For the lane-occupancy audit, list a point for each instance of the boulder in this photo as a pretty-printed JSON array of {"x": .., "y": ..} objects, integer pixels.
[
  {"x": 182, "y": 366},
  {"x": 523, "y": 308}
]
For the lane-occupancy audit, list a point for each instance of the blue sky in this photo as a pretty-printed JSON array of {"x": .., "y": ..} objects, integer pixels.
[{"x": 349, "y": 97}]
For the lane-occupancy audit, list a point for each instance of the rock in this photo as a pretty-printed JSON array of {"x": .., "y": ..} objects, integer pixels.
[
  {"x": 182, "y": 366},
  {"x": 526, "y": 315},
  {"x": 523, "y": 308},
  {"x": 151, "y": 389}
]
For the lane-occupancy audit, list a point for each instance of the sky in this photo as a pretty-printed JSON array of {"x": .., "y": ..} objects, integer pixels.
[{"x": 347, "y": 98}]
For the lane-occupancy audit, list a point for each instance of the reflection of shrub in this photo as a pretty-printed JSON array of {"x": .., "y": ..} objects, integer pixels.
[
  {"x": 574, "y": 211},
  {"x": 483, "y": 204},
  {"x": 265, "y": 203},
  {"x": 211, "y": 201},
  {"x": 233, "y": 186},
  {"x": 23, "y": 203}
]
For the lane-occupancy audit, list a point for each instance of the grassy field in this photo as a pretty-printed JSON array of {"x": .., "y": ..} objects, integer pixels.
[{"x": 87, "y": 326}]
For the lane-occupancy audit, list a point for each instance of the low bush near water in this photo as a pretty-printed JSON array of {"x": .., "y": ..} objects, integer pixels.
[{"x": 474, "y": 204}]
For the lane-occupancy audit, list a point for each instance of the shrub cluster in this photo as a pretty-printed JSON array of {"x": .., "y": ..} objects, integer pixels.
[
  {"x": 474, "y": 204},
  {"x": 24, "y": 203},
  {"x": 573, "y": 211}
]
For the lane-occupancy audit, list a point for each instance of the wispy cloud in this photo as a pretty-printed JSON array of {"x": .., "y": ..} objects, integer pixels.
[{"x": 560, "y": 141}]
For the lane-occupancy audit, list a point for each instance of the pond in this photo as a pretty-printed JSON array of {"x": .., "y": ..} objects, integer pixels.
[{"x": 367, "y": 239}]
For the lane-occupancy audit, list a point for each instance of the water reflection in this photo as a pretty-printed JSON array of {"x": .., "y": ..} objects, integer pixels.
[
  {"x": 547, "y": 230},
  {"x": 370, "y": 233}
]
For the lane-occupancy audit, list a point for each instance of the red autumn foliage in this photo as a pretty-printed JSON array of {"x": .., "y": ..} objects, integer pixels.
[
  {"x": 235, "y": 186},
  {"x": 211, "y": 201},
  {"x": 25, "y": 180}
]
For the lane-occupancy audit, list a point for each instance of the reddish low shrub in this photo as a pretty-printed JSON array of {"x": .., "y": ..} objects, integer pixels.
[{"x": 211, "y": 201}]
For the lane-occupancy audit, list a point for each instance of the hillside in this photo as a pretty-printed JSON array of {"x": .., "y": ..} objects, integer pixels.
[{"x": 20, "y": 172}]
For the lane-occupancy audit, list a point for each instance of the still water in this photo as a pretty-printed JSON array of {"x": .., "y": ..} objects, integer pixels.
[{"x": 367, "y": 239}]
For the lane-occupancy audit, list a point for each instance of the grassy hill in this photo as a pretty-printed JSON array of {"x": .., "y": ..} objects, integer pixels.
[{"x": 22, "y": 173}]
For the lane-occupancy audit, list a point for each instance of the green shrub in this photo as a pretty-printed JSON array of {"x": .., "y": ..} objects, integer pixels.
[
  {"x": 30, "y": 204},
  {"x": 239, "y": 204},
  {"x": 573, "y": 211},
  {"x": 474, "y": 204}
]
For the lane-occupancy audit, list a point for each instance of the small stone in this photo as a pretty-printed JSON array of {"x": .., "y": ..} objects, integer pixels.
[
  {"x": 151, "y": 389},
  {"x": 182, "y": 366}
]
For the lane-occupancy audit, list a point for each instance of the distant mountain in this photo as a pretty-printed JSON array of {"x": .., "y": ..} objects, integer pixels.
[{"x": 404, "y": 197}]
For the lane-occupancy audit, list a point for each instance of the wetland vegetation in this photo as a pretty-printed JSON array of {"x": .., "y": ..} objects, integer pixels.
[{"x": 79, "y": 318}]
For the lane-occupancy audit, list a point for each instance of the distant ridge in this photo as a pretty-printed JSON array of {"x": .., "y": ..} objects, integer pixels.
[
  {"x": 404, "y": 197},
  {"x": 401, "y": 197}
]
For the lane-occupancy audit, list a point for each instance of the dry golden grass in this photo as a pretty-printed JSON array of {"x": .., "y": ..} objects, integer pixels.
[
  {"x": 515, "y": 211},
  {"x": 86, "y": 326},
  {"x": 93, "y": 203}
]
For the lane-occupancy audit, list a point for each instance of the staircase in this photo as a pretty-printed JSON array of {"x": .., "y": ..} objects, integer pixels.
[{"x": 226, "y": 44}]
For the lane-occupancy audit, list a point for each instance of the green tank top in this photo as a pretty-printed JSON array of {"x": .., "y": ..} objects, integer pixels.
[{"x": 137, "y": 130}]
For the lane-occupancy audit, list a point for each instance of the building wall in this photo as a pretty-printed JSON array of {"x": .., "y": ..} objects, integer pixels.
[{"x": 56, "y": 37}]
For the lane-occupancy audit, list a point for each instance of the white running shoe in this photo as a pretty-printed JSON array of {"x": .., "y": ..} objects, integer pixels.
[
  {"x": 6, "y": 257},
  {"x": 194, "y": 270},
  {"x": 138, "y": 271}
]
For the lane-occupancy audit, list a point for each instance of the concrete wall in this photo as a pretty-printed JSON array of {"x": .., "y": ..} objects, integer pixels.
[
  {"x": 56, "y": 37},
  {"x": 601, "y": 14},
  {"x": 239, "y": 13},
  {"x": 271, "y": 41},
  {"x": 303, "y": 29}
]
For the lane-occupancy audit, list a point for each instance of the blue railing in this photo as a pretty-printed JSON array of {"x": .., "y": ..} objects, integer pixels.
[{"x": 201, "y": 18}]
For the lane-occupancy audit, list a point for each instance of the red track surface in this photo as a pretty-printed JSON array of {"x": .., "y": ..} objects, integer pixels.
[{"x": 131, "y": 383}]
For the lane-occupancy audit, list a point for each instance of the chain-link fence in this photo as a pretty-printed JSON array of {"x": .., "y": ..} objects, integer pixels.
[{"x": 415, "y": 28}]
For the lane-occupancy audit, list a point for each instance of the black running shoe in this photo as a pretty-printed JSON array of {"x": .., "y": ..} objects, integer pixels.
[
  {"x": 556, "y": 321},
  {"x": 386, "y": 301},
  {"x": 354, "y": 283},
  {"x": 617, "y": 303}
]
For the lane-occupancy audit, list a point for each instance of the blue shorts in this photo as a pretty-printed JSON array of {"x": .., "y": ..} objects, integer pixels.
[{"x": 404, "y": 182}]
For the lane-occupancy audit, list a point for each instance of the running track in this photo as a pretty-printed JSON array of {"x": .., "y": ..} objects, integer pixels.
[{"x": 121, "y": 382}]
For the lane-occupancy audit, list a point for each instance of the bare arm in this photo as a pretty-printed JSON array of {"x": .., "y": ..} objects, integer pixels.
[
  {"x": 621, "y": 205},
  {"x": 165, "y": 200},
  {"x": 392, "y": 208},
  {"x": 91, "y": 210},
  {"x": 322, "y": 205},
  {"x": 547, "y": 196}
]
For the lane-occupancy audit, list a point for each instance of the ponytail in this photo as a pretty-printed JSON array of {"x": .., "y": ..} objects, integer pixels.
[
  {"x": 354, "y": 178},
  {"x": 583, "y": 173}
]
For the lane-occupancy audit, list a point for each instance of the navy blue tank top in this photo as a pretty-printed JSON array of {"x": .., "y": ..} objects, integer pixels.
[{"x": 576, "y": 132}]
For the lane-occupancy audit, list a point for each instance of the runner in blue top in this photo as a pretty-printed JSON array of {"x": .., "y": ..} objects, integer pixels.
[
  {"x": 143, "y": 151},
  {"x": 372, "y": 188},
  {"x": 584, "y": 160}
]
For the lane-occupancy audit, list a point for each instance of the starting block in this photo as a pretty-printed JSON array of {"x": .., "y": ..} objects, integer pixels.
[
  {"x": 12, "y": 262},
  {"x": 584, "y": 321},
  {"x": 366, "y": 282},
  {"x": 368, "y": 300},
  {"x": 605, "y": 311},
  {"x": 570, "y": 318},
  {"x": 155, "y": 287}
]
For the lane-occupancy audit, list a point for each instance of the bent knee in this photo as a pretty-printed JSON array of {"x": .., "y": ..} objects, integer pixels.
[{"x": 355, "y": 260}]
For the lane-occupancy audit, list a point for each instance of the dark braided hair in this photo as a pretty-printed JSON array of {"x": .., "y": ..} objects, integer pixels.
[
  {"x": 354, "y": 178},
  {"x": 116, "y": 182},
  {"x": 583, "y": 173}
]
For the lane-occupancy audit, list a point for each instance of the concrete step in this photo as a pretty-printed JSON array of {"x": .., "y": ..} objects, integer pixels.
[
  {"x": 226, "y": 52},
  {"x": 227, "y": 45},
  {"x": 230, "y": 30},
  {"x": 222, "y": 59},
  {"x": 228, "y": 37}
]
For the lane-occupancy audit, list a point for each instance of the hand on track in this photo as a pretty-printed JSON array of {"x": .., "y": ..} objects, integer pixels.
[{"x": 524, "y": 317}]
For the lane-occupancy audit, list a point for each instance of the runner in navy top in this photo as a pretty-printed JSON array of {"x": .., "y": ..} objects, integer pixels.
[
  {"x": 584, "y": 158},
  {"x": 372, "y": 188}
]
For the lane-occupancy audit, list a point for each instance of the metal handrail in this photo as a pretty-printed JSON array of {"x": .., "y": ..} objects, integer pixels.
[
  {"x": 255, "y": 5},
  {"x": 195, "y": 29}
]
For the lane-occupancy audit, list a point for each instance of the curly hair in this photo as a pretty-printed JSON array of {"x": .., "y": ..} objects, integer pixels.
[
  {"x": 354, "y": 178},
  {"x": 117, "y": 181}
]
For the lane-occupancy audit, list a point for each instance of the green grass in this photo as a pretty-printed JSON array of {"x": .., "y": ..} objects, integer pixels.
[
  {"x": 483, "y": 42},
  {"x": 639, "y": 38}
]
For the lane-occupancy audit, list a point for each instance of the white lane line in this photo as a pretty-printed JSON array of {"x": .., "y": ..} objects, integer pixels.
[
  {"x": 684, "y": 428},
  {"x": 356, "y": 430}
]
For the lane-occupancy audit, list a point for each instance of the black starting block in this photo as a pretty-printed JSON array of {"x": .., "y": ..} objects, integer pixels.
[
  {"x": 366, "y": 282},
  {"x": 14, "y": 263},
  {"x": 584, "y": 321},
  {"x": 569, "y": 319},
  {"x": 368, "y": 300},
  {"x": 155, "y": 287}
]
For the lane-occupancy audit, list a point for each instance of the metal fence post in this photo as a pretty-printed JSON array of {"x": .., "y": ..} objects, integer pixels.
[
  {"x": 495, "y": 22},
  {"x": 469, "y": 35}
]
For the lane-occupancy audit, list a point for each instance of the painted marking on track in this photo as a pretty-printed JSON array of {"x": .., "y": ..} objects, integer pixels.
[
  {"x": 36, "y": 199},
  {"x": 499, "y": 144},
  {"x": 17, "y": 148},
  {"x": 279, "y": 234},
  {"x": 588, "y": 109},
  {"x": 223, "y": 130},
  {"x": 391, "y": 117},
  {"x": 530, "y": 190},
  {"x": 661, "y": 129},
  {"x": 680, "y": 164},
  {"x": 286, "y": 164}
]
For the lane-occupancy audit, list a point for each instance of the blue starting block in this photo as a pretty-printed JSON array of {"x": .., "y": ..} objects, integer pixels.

* EXERCISE AIM: Take the line with "the metal fence" and all lines after it through the end of the records, and write them out exactly; include nothing else.

* RESULT BELOW:
For the lane-occupancy audit, list a point for each instance of the metal fence post in this photo as a pretty-printed JSON array of {"x": .., "y": ..} objects, integer pixels.
[
  {"x": 495, "y": 22},
  {"x": 469, "y": 35}
]
For the lane-occupancy audit, list a point for each instance of the painted marking on track in this photo as a pretty-printed JSON array of {"x": .., "y": ..} objects, integer pixels.
[
  {"x": 36, "y": 199},
  {"x": 499, "y": 144},
  {"x": 17, "y": 148},
  {"x": 279, "y": 234},
  {"x": 588, "y": 109},
  {"x": 223, "y": 130},
  {"x": 391, "y": 117},
  {"x": 530, "y": 190},
  {"x": 661, "y": 129},
  {"x": 680, "y": 164},
  {"x": 286, "y": 164}
]
For the lane-occupancy audit, list a point for each instance of the blue starting block in this photo as a pretty-printed JSON array of {"x": .., "y": ..} objects, integer pixels.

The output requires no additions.